Data supplied:
○ ○ ○
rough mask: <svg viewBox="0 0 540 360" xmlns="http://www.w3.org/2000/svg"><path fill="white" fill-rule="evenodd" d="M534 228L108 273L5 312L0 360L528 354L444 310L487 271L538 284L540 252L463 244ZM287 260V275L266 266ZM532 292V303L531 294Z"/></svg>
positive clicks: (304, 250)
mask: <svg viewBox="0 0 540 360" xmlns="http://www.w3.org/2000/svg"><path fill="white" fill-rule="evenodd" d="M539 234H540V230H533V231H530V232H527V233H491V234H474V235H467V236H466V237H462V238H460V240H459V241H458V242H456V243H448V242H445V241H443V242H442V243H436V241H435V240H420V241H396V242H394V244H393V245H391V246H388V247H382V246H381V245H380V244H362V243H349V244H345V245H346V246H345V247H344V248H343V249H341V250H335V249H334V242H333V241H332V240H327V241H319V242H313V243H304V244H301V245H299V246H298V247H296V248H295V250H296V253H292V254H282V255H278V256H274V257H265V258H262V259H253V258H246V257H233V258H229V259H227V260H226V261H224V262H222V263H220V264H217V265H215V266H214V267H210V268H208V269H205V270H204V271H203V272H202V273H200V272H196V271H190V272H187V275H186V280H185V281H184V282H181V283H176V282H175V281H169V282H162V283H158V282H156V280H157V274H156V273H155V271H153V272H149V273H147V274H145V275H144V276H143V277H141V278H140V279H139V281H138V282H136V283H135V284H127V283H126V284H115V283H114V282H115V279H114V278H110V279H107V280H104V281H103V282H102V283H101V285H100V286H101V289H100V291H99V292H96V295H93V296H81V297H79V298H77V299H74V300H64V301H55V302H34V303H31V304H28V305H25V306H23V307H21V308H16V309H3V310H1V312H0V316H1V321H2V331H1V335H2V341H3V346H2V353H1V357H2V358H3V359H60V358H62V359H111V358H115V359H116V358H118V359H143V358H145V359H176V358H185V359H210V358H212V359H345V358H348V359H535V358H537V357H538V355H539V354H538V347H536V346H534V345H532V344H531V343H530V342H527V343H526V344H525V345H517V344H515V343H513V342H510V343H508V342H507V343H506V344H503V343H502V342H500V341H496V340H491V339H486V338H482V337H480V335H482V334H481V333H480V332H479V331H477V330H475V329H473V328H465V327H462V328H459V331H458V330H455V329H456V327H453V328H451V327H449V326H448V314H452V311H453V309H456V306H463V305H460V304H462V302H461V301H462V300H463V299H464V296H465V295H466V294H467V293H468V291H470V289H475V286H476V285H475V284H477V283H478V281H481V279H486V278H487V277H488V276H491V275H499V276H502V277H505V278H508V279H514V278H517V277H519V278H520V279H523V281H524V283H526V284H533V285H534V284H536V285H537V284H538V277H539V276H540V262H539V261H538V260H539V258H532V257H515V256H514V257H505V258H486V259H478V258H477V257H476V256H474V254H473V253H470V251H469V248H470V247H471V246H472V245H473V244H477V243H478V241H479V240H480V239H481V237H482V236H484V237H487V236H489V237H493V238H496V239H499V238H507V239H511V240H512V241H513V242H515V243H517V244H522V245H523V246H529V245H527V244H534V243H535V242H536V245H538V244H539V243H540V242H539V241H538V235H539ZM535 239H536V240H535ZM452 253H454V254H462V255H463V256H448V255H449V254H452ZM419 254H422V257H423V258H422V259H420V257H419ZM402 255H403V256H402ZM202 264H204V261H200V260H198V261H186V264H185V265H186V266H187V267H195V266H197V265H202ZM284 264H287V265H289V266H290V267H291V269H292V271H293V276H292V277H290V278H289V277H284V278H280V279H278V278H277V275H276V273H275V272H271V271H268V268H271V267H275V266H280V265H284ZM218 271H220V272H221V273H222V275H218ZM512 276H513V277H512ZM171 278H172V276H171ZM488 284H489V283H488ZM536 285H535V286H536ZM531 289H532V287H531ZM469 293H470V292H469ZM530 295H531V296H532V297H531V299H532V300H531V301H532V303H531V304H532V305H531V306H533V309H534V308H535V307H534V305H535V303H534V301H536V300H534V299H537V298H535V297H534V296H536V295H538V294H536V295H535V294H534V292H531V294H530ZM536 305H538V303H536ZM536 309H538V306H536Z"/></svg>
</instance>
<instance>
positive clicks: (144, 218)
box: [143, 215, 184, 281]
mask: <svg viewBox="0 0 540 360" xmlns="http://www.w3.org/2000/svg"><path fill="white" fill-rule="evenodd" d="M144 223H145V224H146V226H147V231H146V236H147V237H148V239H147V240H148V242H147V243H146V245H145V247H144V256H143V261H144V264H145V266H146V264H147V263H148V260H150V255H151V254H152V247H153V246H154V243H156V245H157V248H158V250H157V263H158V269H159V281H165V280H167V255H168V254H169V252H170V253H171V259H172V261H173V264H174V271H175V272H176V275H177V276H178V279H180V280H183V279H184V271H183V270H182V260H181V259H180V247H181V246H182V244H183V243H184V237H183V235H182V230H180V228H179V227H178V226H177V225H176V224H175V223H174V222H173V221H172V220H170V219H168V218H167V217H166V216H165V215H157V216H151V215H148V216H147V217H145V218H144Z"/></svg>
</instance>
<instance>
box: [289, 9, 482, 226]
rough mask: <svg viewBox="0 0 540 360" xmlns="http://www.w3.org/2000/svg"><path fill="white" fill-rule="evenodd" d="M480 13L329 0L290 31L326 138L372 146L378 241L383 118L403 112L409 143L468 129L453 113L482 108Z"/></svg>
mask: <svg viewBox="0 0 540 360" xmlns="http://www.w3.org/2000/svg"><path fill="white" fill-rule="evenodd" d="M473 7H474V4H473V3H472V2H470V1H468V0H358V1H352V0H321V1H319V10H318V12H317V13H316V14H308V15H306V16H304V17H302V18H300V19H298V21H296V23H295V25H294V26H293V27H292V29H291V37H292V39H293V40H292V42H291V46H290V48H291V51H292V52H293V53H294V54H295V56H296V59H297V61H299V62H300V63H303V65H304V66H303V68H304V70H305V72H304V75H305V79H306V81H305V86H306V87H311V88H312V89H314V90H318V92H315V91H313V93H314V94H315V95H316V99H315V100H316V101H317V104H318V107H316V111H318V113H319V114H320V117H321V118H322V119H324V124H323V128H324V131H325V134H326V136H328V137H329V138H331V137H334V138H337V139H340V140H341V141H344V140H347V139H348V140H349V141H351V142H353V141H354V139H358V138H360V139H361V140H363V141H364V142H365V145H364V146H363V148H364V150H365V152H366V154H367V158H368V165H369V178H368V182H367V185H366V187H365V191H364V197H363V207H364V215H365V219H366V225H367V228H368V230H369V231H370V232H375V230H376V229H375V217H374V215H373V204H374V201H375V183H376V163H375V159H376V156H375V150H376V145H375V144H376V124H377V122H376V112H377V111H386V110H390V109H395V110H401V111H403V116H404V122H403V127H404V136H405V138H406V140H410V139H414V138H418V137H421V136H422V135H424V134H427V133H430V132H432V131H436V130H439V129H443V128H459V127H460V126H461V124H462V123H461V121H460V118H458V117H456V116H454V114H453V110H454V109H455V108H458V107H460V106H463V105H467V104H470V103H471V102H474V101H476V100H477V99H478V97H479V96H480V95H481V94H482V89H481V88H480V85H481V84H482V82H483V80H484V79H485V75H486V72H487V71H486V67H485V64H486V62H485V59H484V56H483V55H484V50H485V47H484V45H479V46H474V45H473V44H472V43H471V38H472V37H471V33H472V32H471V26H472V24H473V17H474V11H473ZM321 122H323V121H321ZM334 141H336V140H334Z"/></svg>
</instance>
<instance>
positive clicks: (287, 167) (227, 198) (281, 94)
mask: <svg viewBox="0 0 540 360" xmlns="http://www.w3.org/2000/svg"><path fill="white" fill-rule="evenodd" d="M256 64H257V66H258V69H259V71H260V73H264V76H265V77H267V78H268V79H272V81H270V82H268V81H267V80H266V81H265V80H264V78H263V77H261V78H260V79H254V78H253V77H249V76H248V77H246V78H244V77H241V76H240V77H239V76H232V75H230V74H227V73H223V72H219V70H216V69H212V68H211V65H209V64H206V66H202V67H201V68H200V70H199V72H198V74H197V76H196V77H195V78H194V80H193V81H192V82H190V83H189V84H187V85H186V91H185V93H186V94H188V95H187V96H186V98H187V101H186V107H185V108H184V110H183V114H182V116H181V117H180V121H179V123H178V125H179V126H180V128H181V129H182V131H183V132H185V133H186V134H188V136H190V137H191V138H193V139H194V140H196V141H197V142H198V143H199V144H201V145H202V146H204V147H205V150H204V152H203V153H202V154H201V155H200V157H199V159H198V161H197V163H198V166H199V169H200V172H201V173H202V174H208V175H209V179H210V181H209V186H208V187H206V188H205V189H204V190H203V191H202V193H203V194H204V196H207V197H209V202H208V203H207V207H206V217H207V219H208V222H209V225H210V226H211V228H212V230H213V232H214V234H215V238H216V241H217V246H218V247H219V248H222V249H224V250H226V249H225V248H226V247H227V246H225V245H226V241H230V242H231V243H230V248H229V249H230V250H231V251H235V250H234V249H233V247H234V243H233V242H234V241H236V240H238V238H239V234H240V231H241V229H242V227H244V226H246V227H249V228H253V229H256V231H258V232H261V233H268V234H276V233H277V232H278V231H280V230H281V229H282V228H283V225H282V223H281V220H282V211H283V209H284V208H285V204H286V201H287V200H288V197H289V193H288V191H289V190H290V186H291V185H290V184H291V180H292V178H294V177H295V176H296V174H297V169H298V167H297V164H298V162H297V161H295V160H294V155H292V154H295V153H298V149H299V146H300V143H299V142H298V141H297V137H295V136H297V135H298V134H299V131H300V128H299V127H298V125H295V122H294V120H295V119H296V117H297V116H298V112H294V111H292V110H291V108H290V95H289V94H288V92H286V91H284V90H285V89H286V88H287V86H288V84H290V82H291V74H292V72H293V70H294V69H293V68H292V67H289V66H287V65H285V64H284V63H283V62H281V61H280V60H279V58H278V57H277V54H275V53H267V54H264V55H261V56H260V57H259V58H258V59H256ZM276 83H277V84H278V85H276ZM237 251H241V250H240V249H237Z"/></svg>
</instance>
○ ○ ○
Your goal: In the records, which lines mention the word "positive"? Copy those lines.

Response area:
positive clicks: (304, 250)
positive clicks: (144, 218)
positive clicks: (287, 167) (227, 198) (281, 94)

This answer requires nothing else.